Study text Block Start
Have you ever met the book

That you wish you’d written, but you’re so grateful someone else did… You’re also so scared the ending won’t live up to it, to the homage? The call back?

I just did.

I make no bones of being inspired by Willie Wonka and his Chocolate Factory. Specifically, Gene Wilder’s version of the candy man. It caught my imagination, burrowed in and still can be found there to this day.

I had no idea what was in store for me when I picked up “The Wishing Game” by Meg Shaffer. Should have maybe inferred it, but there’s nothing blatant about the homage on the OUTSIDE of the book. On that fateful bookstore birthday shopping spree I didn’t check the inside. I never do, unless I’m checking out the writing style. If I had read the praise, or even the dedication, well…

I would have squealed, loudly and proudly.

This book has taken me a few days to read, not because it was slow, or dense or anything else. But because I was scared. Even though I had already flipped to the back of the book. And yes, I’m also the person who cringes hard and looks away (or pauses) when watching TV or a movie when the characters were being cringey, or being embarrassed by others.

I had a lot emotionally invested in this book, even with never having read a lick of it. I hoped for the characters. I wished upon stars with them. And I celebrated with them too.

It does not contain a candy garden, or a chocolate factory. Sorry. No Oompa Loompas, either. But there is a family found and bound with love, and forgiveness and understanding and hope.

It was unexpectedly the book I really needed right at that moment.

Oh! And it contains the poem– the one Gene Wilder says in the boat. Or at least the first stanza. But Shaffer also gives credit (cites the sources as Jack would say): ODE, BY ARTHUR O’SHAUGHNESSY.

How wondrous to buy a book and have it echo so many of your own imagination’s quirkiness.
Study text Block End
## The task
In the post about "The Wishing Game," which poem does Shaffer credit, and to whom?
Supplied entries Block Start
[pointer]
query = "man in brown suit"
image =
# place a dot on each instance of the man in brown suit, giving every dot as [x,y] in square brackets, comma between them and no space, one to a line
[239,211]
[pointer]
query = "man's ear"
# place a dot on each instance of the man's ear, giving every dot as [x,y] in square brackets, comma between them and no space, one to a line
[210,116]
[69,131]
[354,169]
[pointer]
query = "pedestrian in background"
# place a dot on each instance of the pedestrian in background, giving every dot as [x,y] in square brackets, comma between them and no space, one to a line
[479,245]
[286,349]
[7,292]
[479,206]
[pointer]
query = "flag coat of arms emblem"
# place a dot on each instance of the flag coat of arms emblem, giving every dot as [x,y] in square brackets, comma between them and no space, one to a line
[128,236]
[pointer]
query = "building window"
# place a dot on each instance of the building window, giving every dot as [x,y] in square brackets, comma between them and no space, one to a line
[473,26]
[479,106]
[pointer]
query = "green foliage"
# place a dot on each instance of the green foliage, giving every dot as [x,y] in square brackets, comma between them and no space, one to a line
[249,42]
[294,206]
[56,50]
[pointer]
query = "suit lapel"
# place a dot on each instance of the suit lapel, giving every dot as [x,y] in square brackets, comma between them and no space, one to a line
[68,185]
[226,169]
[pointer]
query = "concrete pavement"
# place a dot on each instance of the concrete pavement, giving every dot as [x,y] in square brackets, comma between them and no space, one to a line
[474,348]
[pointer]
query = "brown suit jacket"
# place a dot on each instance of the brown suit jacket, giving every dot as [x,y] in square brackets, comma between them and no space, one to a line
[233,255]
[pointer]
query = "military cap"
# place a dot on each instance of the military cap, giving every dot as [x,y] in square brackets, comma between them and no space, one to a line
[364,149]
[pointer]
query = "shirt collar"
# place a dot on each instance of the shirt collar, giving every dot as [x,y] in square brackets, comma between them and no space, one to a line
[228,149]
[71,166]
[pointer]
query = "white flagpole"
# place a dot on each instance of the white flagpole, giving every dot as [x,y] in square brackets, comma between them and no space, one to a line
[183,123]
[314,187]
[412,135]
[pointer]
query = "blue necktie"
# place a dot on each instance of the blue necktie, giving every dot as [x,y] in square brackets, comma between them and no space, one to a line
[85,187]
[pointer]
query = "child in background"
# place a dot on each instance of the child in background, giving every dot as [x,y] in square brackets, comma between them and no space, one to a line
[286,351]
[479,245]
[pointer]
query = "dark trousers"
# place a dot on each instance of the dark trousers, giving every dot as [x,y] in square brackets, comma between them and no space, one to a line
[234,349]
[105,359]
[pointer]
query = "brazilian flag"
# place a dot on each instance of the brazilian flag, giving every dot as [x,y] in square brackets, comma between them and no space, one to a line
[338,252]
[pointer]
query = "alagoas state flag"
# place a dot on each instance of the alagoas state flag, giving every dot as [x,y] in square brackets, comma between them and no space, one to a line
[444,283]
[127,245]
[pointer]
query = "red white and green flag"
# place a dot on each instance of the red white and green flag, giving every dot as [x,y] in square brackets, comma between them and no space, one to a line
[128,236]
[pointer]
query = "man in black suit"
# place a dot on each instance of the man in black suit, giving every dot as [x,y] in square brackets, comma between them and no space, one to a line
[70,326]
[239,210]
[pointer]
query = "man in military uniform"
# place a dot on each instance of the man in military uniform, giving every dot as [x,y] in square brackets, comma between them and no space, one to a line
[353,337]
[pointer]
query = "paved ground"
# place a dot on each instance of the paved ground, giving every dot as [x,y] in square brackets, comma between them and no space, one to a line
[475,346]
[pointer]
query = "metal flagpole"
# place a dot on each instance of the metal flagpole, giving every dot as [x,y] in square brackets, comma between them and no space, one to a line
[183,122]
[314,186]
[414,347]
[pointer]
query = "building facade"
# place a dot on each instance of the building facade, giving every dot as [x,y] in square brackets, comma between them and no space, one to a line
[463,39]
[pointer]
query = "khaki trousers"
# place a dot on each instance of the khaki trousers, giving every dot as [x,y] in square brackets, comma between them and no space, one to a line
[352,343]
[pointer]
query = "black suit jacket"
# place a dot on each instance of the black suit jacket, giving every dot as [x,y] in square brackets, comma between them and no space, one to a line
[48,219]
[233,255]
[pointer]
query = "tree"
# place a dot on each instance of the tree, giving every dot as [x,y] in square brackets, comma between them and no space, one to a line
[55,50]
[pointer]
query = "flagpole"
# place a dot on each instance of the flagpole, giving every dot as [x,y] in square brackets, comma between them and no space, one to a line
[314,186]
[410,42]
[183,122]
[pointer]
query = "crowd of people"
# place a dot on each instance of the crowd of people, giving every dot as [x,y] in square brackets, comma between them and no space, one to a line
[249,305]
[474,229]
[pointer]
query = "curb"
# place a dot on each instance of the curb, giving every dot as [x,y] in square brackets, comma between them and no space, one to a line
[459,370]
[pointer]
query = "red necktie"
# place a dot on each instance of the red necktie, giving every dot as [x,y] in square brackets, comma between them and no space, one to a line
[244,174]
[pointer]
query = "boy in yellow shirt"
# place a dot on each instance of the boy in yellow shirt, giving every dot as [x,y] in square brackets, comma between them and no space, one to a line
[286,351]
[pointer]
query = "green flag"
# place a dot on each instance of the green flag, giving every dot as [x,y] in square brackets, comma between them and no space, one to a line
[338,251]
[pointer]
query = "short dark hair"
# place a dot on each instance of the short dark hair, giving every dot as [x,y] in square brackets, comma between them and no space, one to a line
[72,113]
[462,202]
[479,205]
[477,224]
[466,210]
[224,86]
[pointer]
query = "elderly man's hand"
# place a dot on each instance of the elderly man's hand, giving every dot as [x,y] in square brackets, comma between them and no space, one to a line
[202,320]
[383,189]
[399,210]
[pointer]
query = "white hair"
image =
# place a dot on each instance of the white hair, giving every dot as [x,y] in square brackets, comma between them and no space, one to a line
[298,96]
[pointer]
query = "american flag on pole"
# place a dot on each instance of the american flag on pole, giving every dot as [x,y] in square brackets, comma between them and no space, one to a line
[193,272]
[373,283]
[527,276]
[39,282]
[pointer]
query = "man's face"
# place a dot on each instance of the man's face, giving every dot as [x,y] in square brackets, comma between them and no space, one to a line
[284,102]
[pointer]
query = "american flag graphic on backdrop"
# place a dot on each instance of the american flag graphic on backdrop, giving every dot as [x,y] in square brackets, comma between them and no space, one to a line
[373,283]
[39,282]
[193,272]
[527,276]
Supplied entries Block End
Supplied entries Block Start
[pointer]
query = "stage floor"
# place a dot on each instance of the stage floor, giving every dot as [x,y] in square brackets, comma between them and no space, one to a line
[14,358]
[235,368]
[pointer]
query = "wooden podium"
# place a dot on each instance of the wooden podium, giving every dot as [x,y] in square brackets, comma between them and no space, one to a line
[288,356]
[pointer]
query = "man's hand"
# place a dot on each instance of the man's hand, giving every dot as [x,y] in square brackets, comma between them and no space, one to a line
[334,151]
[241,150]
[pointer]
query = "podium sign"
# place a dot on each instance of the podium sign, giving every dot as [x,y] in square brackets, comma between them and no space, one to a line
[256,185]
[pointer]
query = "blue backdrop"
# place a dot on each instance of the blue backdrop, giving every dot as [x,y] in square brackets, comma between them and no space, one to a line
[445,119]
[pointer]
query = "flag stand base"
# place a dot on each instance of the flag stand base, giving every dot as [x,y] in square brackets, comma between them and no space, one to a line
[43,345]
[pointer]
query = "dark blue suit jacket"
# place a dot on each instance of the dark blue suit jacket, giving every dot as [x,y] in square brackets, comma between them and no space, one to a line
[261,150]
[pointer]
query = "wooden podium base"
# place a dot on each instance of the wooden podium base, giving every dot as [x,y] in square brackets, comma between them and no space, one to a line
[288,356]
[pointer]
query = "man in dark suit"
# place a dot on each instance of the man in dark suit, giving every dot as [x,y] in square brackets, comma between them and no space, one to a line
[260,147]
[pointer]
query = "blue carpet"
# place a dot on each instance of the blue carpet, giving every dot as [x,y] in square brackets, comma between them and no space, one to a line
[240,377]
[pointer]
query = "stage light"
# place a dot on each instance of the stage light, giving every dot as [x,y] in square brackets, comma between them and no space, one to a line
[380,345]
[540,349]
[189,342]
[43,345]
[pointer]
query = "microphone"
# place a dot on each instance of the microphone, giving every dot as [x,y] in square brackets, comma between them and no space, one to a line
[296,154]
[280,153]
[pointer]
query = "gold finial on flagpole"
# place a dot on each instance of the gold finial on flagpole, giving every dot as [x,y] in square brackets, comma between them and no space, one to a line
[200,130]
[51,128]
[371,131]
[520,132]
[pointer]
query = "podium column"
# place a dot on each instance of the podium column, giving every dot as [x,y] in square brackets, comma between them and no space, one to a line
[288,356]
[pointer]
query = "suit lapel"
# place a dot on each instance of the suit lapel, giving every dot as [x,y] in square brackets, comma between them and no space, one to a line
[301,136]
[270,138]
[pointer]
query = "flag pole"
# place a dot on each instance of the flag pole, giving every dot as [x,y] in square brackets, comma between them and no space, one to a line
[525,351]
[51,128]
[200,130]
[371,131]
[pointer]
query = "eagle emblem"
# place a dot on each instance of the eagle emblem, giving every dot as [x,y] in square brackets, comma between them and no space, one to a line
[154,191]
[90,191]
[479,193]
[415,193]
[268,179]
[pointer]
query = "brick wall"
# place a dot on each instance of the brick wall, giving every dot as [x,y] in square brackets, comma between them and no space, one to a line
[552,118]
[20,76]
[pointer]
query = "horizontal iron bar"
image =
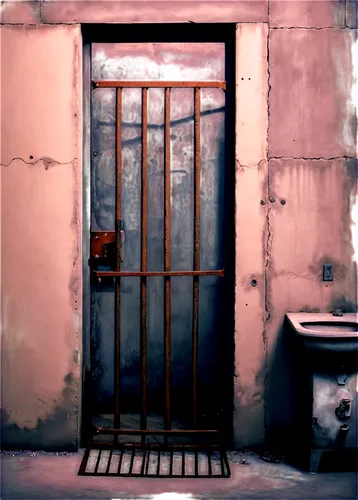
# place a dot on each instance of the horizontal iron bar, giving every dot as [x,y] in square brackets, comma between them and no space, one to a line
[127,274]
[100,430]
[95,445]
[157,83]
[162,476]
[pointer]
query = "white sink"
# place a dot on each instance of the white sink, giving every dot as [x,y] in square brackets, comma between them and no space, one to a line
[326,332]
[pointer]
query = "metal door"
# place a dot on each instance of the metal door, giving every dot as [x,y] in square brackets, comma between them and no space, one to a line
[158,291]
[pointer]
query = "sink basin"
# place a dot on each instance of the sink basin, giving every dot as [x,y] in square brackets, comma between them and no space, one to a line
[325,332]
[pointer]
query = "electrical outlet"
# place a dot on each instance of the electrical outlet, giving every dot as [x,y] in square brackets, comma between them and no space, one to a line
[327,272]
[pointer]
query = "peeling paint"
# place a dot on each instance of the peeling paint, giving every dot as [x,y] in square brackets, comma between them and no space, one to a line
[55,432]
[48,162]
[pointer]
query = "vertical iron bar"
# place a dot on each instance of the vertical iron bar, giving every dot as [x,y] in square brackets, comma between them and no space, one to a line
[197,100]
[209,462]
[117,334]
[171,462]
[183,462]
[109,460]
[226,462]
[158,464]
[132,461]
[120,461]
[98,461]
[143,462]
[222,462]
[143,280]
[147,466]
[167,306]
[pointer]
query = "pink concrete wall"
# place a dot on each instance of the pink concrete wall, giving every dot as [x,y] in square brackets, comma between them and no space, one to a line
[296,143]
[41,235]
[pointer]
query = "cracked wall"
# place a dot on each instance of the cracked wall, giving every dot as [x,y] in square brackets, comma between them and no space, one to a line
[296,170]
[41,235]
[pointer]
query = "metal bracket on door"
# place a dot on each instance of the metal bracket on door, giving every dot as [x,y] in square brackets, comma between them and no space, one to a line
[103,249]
Supplied entries Block End
Supplied entries Block Start
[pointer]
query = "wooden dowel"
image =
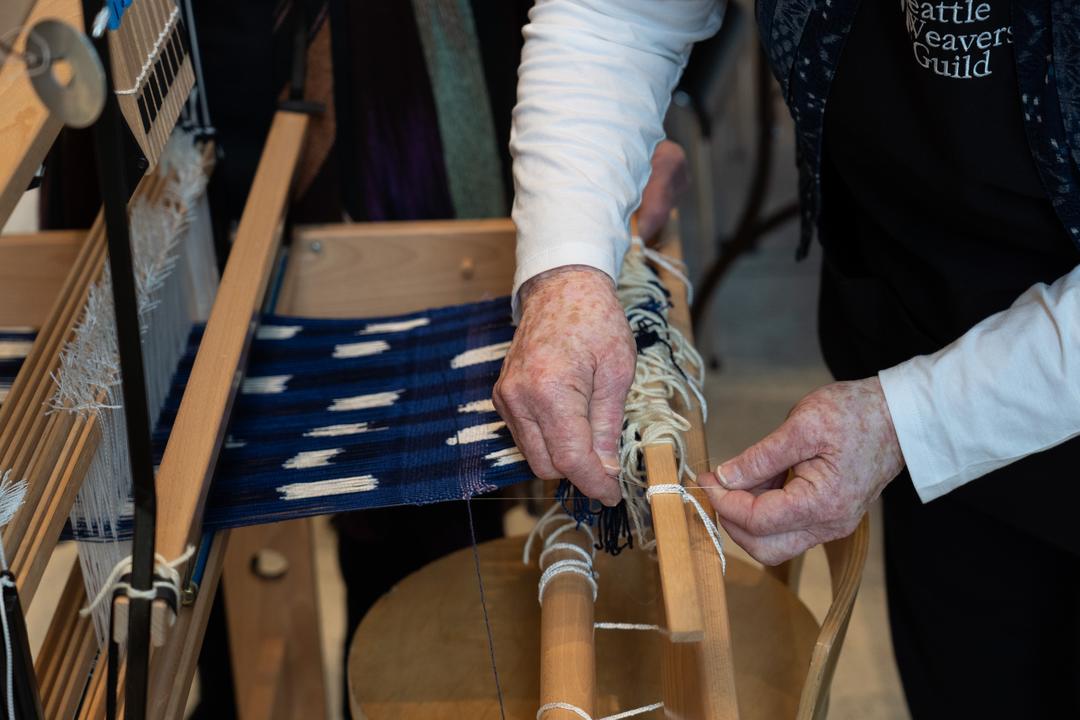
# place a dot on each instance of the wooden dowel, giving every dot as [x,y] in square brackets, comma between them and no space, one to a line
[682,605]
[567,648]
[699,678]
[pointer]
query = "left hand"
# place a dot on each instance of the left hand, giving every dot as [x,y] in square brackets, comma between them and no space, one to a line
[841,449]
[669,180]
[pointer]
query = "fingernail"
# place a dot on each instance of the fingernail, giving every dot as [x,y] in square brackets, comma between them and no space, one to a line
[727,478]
Supplied entries Block End
## Answer to the exercise
"Ode," by Arthur O'Shaughnessy.